Tarefa solicitada A: Traduza para o inglês esta frase do texto fornecido: "Seguramente não faltaram tempo nem equipe para esse trabalho de checagem e para as entrevistas."
Tarefa solicitada B: Por favor, diga, com base no texto fornecido, em que momento a Folha fez a terceira entrevista com Jefferson.

Texto fornecido:

Cobrem bem? Caminham com
dificuldades naturais na investigação jornalística (sempre difícil
quando se trata de corrupção),
dependem quase completamente das doses regulares de acusações administradas pelo deputado Roberto Jefferson e pecam, seriamente, na minha opinião,
quando relutam em abrir espaço
para as versões dos acusados.
Tratei disso na Crítica Interna
de quinta-feira. É inexplicável
que a Folha, tendo feito a terceira entrevista com Jefferson na
noite de terça-feira para publicá-la na edição de quinta, não se
tenha disposto, na quarta, a checar algumas informações passadas com tantos detalhes e a ouvir
os deputados e funcionários do
governo envolvidos nas novas
denúncias sobre Furnas. Seguramente não faltaram tempo nem
equipe para esse trabalho de checagem e para as entrevistas.

Material de origem:
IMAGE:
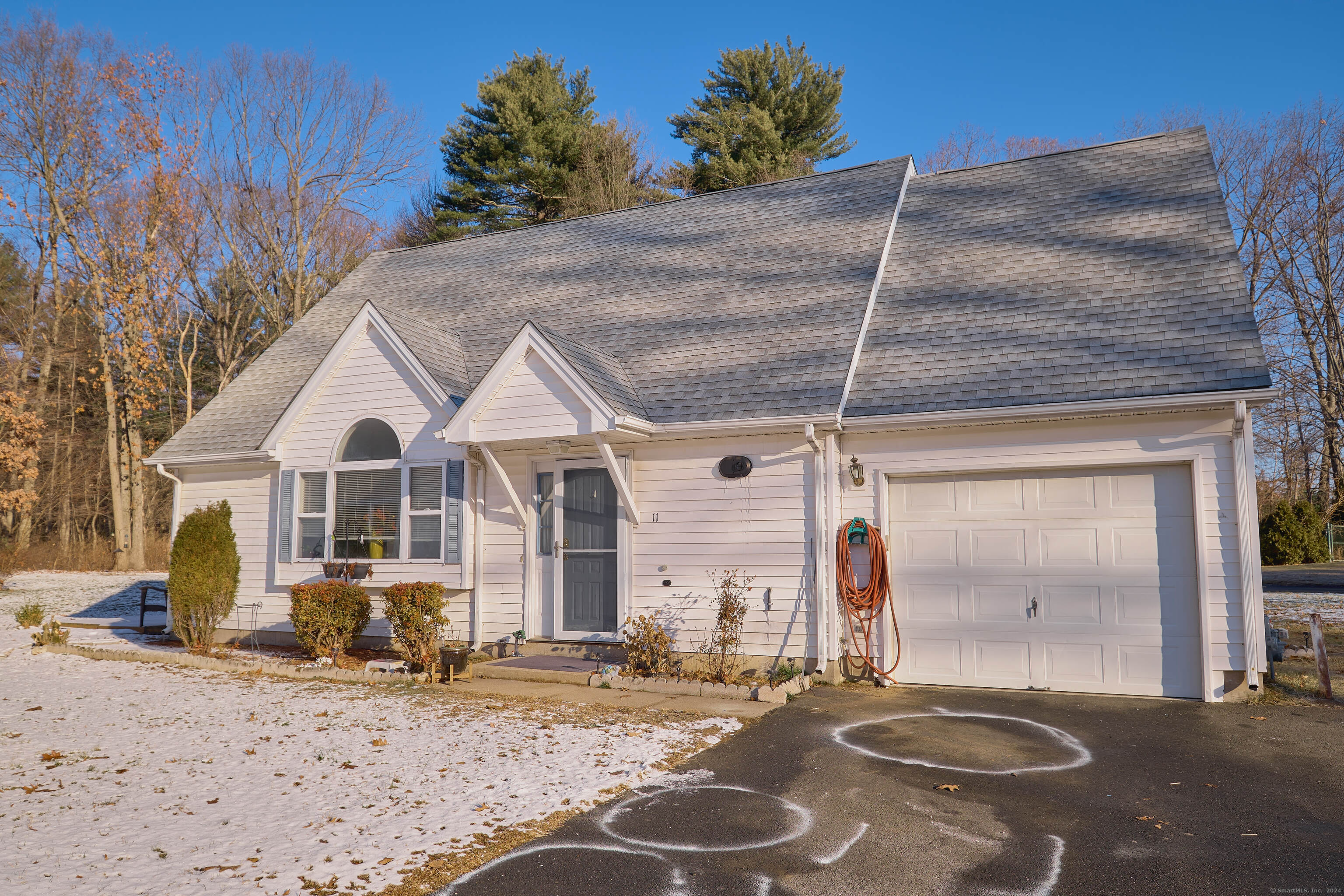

Resposta esperada A: Surely there was no shortage of time or staff for this fact-checking work and for the interviews.

Resposta esperada B: Na noite de terça-feira.